Rewrite each line of the data below as a row in a Markdown table, with the columns "Row" and "Text". Number the rows in order, omit blank lines, and leave the pictures out of the table.
[START RECORDS SHOWN]
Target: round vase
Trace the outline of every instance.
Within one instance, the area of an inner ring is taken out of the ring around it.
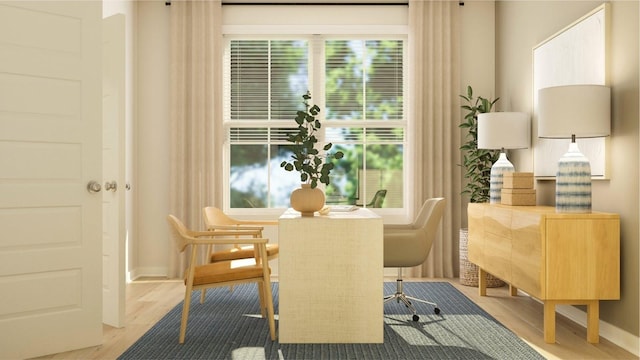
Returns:
[[[324,207],[324,192],[311,188],[311,184],[302,184],[291,193],[291,207],[302,216],[314,216],[316,211]]]

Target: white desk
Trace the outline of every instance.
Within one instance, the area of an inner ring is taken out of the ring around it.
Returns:
[[[278,229],[279,341],[382,343],[382,218],[289,209]]]

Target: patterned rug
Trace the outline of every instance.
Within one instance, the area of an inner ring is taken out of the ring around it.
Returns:
[[[272,286],[277,314],[278,284]],[[384,288],[393,293],[395,283]],[[418,303],[420,320],[414,322],[404,305],[385,304],[383,344],[272,342],[256,291],[255,284],[232,292],[210,289],[204,304],[195,292],[183,345],[178,344],[180,303],[119,359],[544,359],[446,282],[405,283],[407,294],[438,303],[441,312]]]

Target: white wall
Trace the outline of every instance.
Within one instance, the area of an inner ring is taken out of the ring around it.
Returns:
[[[138,1],[138,113],[135,184],[138,232],[133,277],[166,276],[174,251],[169,214],[169,6]]]
[[[136,243],[137,227],[135,216],[135,184],[136,173],[134,171],[135,164],[135,124],[136,124],[136,14],[137,8],[133,1],[116,1],[107,0],[102,3],[102,17],[107,18],[111,15],[123,14],[125,16],[125,146],[126,146],[126,164],[125,178],[126,182],[134,186],[133,190],[126,193],[126,227],[127,227],[127,253],[129,255],[135,253],[134,245]],[[118,184],[119,190],[125,191],[125,184]],[[128,256],[127,271],[136,266],[135,257]]]

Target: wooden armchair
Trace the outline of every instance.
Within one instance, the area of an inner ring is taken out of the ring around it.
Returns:
[[[260,231],[259,237],[262,237],[262,230],[264,225],[278,225],[277,221],[267,220],[238,220],[234,219],[217,207],[207,206],[202,209],[204,215],[204,223],[208,230],[258,230]],[[278,257],[280,248],[278,244],[267,244],[267,259],[272,260]],[[237,260],[245,259],[253,256],[253,248],[251,246],[239,246],[234,244],[231,249],[215,251],[213,248],[209,248],[209,261],[224,261],[224,260]]]
[[[191,254],[185,273],[185,295],[182,306],[182,320],[180,322],[180,344],[184,343],[191,305],[191,293],[194,290],[204,290],[212,287],[233,286],[236,284],[256,283],[262,317],[269,321],[271,340],[276,339],[273,297],[271,294],[270,269],[267,261],[266,244],[268,239],[257,237],[255,230],[227,230],[227,231],[192,231],[175,216],[167,217],[173,238],[180,252],[184,252],[191,245]],[[229,238],[232,235],[233,237]],[[204,265],[197,264],[198,247],[210,245],[245,244],[253,250],[253,261],[225,260]],[[241,264],[239,264],[241,262]],[[246,264],[245,264],[246,263]]]

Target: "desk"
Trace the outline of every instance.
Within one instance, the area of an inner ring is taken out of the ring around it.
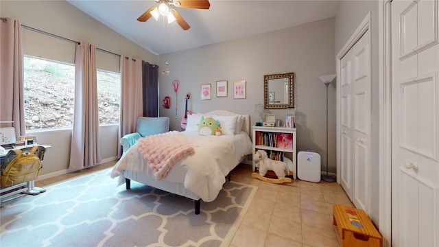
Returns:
[END RECORDS SHOWN]
WRITTEN RESPONSE ->
| Row | Text |
|---|---|
| 1 | Target: round vase |
| 2 | Trace the outline of every instance. |
| 3 | Within one instance, the area of an inner ring is taken out of the ring around it. |
| 4 | Returns: |
| 5 | [[[324,207],[324,192],[311,188],[311,184],[302,184],[291,193],[291,207],[302,216],[314,216],[316,211]]] |
| 6 | Target: white desk |
| 7 | Trace the outline of every instance. |
| 8 | Within one instance, the area of an inner ring is taken out of the ring around it. |
| 9 | Returns: |
| 10 | [[[278,229],[279,341],[382,343],[382,218],[289,209]]] |
| 11 | Target: patterned rug |
| 12 | Trace the outline of every instance. |
| 13 | Within one instance, the area of an inner ring is taken out of the ring around it. |
| 14 | Returns: |
| 15 | [[[272,286],[277,314],[278,284]],[[384,288],[393,293],[395,283]],[[418,303],[420,320],[414,322],[404,305],[385,304],[383,344],[272,342],[256,291],[255,284],[232,292],[210,289],[204,304],[195,292],[183,345],[178,344],[180,303],[119,359],[544,359],[446,282],[405,283],[407,294],[438,303],[441,312]]] |
| 16 | Target: white wall |
| 17 | Trace the outline of every instance. |
| 18 | Within one instance, the area of an inner ring is taken out of the ring around it. |
| 19 | Returns: |
| 20 | [[[138,1],[138,113],[135,184],[138,232],[133,277],[166,276],[174,251],[169,214],[169,6]]] |
| 21 | [[[136,243],[137,227],[135,216],[135,184],[136,173],[134,171],[135,164],[135,124],[136,124],[136,14],[137,8],[133,1],[116,1],[107,0],[102,3],[102,17],[107,18],[111,15],[123,14],[125,16],[125,146],[126,146],[126,164],[125,178],[126,182],[134,186],[133,190],[126,193],[126,227],[127,227],[127,253],[129,255],[135,253],[134,245]],[[118,184],[119,190],[125,191],[125,184]],[[128,256],[127,271],[136,266],[135,257]]] |
| 22 | Target: wooden armchair |
| 23 | Trace the outline of every instance. |
| 24 | Within one instance, the area of an inner ring is taken out of the ring around it. |
| 25 | Returns: |
| 26 | [[[260,231],[259,237],[262,237],[262,230],[264,225],[278,225],[277,221],[267,220],[238,220],[234,219],[217,207],[207,206],[202,209],[204,215],[204,223],[208,230],[258,230]],[[278,257],[280,248],[278,244],[267,244],[267,259],[272,260]],[[237,260],[245,259],[253,256],[253,248],[251,246],[239,246],[234,244],[231,249],[215,251],[213,248],[209,248],[209,261],[224,261],[224,260]]] |
| 27 | [[[191,254],[185,273],[185,295],[182,306],[182,320],[180,322],[180,344],[184,343],[191,305],[191,293],[194,290],[204,290],[212,287],[233,286],[236,284],[256,283],[262,317],[269,321],[271,340],[276,339],[273,297],[271,294],[270,269],[267,261],[266,244],[268,239],[257,237],[255,230],[227,230],[227,231],[192,231],[175,216],[167,217],[173,238],[180,252],[184,252],[191,245]],[[229,238],[232,235],[233,237]],[[204,265],[197,264],[198,247],[210,245],[245,244],[253,250],[253,261],[225,260]],[[241,264],[239,264],[241,262]],[[246,264],[245,264],[246,263]]] |
| 28 | Target: "desk" |
| 29 | Trace the outline of every instance. |
| 30 | Within one instance, the area of an inner ring is taken out of the ring around it. |
| 31 | Returns: |